**DIRECTIVE**: Please count the lines in the records below that contain the string "bench", and give only that number.

====== INPUT MATERIAL

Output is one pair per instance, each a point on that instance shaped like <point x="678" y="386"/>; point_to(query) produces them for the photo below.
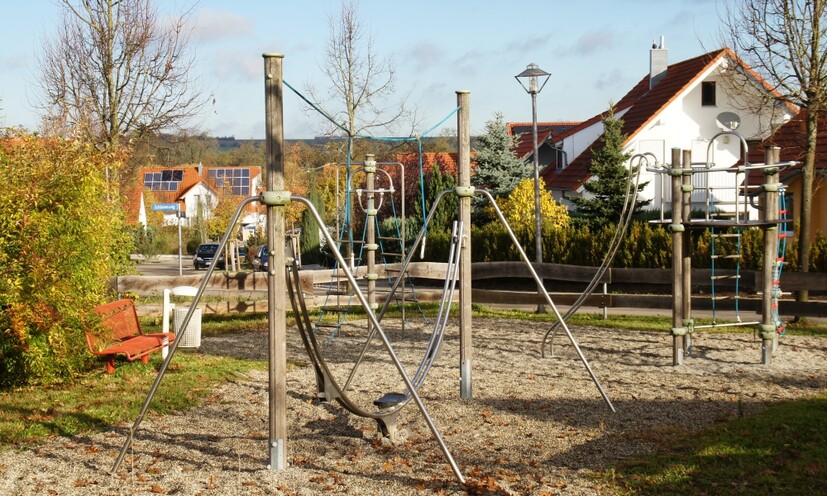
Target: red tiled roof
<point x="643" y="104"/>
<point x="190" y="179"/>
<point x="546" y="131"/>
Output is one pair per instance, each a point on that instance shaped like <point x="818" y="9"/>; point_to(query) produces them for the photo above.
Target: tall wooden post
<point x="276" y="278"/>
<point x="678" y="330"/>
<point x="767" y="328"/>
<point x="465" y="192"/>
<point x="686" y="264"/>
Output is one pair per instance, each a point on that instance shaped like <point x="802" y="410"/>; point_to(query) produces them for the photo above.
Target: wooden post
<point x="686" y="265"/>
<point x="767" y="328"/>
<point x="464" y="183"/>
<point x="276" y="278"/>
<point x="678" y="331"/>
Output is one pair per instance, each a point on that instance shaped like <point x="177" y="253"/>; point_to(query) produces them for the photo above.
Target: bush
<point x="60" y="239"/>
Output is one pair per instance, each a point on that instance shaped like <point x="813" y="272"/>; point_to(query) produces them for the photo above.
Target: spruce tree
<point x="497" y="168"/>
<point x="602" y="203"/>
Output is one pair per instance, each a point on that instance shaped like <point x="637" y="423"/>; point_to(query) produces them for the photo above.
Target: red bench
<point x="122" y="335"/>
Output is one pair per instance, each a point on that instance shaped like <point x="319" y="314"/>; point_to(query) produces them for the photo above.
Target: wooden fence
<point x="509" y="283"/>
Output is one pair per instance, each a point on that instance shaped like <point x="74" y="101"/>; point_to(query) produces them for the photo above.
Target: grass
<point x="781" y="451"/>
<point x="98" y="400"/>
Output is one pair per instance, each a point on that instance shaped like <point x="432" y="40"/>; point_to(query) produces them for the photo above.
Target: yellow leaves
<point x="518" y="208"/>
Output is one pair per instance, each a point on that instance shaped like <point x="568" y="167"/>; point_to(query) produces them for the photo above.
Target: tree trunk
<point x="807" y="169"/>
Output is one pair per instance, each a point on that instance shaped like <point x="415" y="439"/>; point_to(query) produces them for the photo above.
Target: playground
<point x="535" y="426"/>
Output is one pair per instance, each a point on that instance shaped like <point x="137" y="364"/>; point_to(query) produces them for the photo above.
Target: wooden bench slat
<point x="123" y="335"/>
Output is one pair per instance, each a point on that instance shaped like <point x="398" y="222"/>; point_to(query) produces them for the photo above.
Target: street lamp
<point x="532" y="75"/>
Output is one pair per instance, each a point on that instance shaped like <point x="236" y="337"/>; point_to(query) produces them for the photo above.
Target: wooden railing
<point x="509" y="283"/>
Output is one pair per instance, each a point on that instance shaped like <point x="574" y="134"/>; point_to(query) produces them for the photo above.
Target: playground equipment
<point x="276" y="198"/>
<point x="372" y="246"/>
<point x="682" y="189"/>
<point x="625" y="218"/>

============
====== INPUT MATERIAL

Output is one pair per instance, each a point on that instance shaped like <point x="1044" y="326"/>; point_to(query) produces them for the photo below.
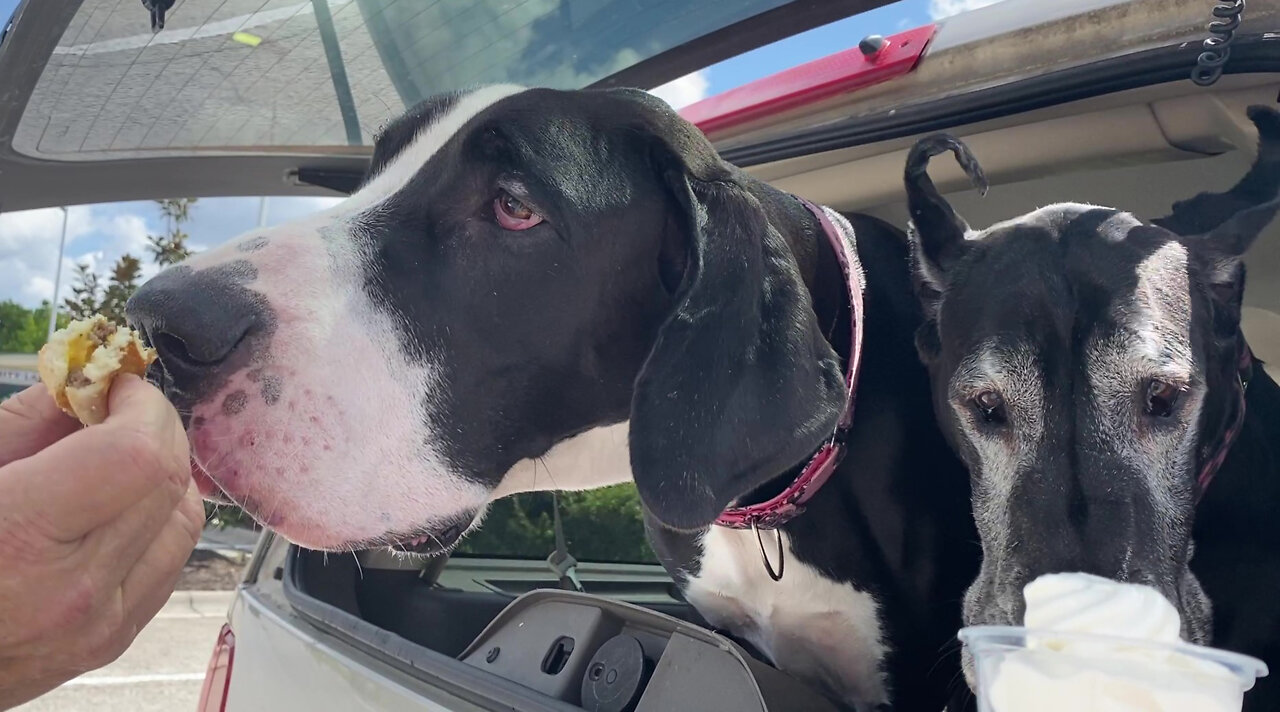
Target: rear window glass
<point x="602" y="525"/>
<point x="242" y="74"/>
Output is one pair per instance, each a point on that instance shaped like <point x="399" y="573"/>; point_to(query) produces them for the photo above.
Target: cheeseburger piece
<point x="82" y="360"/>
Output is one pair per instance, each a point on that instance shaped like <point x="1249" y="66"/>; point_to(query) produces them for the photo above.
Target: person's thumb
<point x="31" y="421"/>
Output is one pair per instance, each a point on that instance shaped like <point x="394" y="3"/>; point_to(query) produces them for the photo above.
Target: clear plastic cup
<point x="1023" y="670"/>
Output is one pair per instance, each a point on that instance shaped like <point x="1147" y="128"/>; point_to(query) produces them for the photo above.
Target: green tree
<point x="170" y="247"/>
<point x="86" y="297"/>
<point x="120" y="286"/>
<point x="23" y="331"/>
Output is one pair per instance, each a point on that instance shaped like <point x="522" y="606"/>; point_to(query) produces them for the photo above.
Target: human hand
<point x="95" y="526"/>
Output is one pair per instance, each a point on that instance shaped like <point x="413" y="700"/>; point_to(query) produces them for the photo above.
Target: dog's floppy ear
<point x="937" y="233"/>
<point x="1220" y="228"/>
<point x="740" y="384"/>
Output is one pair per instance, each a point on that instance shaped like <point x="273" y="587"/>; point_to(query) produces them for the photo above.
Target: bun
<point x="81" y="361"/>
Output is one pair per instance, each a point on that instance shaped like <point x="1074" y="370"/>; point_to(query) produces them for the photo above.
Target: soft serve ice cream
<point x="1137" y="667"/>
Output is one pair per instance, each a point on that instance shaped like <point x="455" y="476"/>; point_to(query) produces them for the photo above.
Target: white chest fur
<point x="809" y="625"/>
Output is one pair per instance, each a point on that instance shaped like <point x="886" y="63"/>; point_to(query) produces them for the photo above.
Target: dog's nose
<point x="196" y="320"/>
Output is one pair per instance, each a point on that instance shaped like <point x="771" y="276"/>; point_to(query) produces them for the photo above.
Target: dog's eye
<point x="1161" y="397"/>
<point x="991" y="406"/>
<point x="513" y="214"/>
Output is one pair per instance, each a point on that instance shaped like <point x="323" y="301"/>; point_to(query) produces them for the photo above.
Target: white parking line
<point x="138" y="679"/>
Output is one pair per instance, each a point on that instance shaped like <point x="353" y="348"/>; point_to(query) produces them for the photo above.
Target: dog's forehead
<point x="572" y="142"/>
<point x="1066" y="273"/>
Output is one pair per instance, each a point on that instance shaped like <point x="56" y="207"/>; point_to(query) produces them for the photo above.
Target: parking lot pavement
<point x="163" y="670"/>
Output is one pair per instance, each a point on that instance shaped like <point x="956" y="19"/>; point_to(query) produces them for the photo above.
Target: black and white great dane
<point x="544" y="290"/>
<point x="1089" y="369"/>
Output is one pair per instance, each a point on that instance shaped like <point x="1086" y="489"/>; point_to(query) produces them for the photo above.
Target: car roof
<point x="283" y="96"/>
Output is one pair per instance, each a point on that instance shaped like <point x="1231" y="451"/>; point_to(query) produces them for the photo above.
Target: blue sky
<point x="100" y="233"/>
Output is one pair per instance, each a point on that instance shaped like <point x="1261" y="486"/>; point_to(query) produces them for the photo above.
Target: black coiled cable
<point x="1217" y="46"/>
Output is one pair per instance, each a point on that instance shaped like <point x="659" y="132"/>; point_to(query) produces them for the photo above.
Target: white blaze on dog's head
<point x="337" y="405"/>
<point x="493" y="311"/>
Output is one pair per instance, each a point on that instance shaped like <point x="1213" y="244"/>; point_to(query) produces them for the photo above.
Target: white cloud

============

**RESULT**: 2